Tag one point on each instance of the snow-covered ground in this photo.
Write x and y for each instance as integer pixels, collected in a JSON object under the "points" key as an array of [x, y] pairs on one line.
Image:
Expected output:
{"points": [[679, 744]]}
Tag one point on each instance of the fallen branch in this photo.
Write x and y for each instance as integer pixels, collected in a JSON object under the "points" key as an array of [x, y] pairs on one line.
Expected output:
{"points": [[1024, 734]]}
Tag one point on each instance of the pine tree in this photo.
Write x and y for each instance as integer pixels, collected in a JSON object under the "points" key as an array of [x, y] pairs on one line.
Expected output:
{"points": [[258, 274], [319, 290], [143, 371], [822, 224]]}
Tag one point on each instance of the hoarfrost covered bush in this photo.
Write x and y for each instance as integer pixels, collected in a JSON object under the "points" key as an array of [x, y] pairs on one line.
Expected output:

----------

Reproduce every one of the records above word for word, keeping each line as it appears.

Tag one point on each instance of the snow-covered ground in this photo.
Write x and y for each instance as integer pixels, collected in a JSON object under the "points" key as an array of [x, y] pairs on one line.
Image:
Expected output:
{"points": [[679, 744]]}
Tag one point on each instance of the fallen branch in this photo.
Write x and y for each instance as integer pixels, collected in a JSON object under the "points" key as an array of [x, y] pairs on one line.
Expected output:
{"points": [[1024, 734]]}
Tag one point on each instance of the pine tree in this photo.
Write x and y for each instance as integer pixels, collected in a JSON object under the "points" key as an array of [x, y] pairs on one line.
Expected output:
{"points": [[258, 274], [319, 290], [143, 371], [822, 224]]}
Tag one point on each instance of the hoarfrost covered bush in this photo.
Write x and y for each instance as integer pixels, collected in a JSON object under the "points" key as an array of [x, y] pairs on one line.
Expected output:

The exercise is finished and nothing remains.